**Aim**
Collect every line in the records below that contains the word "gloved", and copy each line out in full.

**Records for the task**
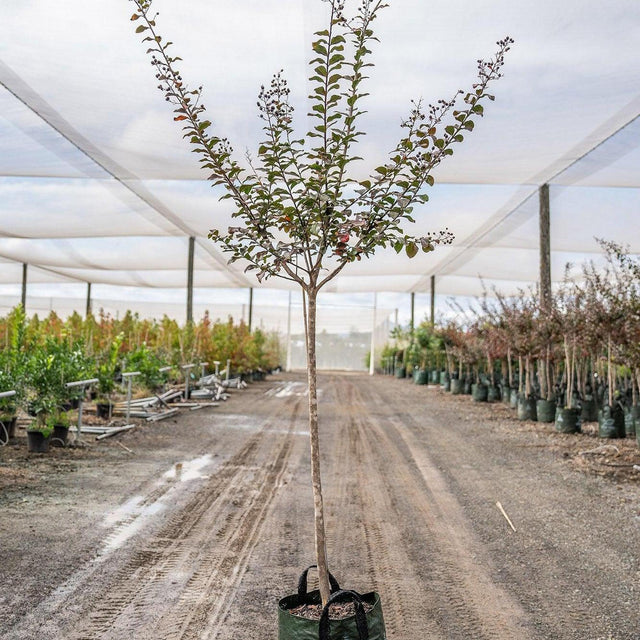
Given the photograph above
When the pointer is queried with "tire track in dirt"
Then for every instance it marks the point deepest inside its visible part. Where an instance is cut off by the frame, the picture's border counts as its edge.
(188, 570)
(456, 583)
(447, 509)
(388, 566)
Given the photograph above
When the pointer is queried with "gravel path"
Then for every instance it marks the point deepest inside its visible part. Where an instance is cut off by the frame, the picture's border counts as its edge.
(199, 531)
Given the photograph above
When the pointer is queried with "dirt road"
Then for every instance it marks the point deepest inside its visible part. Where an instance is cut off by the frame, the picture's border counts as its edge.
(198, 532)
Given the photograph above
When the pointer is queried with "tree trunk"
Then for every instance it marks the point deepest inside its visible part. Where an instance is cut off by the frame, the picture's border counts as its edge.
(320, 536)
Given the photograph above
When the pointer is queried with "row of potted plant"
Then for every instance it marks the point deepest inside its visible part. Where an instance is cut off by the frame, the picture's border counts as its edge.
(39, 357)
(568, 357)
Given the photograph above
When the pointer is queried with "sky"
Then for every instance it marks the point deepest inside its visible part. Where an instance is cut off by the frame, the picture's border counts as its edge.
(571, 81)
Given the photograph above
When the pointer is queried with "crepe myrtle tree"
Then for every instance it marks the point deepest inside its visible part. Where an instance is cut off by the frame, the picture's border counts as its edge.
(301, 214)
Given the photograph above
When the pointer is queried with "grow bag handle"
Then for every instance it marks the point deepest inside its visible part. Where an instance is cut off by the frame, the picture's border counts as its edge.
(361, 616)
(302, 583)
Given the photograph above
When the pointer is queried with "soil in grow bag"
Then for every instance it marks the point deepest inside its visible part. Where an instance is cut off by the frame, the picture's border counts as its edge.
(567, 420)
(348, 615)
(527, 409)
(59, 435)
(421, 377)
(10, 426)
(611, 422)
(631, 420)
(37, 442)
(589, 409)
(493, 394)
(546, 410)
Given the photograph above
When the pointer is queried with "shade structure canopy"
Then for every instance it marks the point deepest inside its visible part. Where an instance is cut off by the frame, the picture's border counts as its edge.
(97, 185)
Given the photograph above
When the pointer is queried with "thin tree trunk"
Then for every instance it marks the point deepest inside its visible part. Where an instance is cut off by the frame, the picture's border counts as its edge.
(610, 377)
(320, 536)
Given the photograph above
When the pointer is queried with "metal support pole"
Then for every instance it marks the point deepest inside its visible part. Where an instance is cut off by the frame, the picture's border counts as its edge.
(192, 243)
(24, 286)
(288, 366)
(433, 300)
(372, 357)
(413, 305)
(88, 311)
(83, 384)
(163, 371)
(129, 376)
(187, 373)
(545, 247)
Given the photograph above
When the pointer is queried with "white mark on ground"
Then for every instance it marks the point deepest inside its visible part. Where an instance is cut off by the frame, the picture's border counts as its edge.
(189, 469)
(288, 389)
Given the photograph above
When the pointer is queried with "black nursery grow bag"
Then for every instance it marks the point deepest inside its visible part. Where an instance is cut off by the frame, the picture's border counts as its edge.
(363, 625)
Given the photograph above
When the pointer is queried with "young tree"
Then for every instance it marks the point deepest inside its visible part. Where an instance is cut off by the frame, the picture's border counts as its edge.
(301, 215)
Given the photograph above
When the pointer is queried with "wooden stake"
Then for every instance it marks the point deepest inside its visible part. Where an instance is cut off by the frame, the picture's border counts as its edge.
(504, 513)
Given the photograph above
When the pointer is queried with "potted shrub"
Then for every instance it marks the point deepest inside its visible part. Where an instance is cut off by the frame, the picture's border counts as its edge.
(9, 404)
(569, 317)
(106, 370)
(301, 215)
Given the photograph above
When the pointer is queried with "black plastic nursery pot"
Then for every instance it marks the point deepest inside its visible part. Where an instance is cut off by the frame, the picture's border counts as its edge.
(421, 376)
(589, 411)
(366, 624)
(527, 408)
(568, 420)
(546, 410)
(103, 410)
(493, 393)
(611, 422)
(479, 392)
(37, 442)
(9, 423)
(631, 416)
(59, 435)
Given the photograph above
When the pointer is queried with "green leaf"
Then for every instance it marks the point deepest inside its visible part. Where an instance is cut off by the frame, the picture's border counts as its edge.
(319, 48)
(411, 249)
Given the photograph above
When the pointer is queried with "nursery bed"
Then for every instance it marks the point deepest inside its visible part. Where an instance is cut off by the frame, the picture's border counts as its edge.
(194, 527)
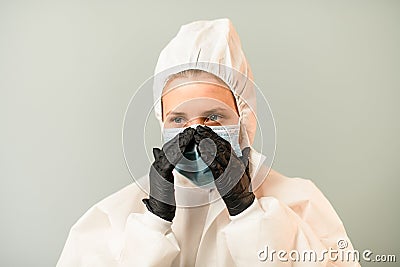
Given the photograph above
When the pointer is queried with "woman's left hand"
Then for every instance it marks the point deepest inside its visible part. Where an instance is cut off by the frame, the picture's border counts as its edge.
(231, 173)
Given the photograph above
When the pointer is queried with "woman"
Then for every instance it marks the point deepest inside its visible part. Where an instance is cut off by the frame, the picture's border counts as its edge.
(211, 201)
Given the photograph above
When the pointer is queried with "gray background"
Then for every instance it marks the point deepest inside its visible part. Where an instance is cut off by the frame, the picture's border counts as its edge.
(330, 71)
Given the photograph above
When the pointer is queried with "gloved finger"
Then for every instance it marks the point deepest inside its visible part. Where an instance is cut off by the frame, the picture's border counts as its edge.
(245, 155)
(223, 147)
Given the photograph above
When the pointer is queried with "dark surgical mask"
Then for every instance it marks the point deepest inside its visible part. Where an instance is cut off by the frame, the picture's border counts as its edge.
(191, 165)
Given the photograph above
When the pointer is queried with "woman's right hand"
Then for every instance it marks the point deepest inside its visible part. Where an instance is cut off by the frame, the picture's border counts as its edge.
(161, 199)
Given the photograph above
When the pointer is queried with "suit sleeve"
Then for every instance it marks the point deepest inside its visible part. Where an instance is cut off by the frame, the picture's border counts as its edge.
(145, 240)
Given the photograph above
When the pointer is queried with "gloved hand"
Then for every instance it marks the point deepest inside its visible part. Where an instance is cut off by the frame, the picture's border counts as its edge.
(161, 200)
(231, 173)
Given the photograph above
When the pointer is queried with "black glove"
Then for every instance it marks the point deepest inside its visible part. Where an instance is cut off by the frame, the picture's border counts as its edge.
(231, 173)
(161, 200)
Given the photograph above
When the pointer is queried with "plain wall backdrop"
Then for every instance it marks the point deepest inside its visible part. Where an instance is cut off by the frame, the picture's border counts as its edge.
(329, 69)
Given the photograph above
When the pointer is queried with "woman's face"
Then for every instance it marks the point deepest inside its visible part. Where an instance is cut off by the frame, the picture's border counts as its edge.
(198, 103)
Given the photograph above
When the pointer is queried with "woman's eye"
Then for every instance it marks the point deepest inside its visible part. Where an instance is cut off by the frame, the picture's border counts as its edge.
(213, 117)
(178, 120)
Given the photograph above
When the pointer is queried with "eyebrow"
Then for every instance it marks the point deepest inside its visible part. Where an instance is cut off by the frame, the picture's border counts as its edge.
(210, 111)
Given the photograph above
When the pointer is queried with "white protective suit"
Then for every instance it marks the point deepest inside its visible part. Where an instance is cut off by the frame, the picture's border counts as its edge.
(288, 213)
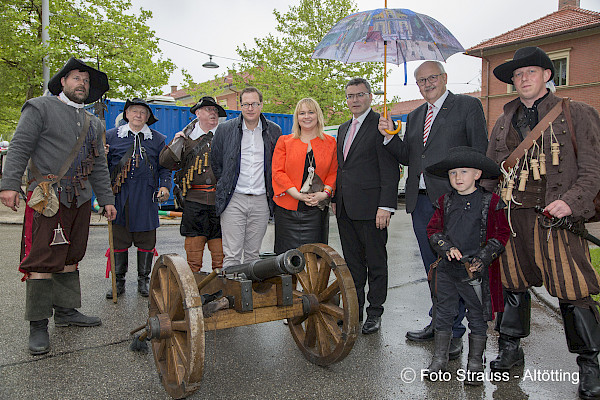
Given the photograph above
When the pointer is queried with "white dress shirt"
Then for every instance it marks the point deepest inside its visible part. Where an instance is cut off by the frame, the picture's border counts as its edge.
(252, 169)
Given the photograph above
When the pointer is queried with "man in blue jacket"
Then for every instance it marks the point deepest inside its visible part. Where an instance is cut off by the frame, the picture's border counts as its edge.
(138, 182)
(241, 161)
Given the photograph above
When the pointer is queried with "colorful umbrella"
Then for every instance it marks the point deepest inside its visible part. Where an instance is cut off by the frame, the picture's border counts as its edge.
(365, 36)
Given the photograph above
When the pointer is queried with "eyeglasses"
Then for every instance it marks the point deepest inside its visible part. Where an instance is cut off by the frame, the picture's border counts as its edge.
(248, 105)
(357, 95)
(430, 79)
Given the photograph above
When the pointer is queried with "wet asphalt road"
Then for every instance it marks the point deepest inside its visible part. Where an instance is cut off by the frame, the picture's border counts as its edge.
(259, 361)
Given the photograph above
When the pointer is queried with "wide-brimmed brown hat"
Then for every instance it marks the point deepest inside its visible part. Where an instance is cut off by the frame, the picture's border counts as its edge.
(524, 57)
(139, 102)
(98, 80)
(208, 101)
(465, 157)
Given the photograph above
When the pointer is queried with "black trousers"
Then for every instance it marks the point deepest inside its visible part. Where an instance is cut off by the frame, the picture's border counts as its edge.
(366, 256)
(451, 286)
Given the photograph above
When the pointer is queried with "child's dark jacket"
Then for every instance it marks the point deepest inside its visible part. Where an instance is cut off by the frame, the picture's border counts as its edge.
(494, 225)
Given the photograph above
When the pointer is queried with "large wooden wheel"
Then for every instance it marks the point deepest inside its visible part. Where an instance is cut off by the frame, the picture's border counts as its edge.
(176, 326)
(325, 286)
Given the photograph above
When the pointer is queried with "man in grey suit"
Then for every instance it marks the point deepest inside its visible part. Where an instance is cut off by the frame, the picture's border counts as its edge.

**The completed task**
When the pointer is queried with "gloved finger"
When the pointer is queried with "gloved hand"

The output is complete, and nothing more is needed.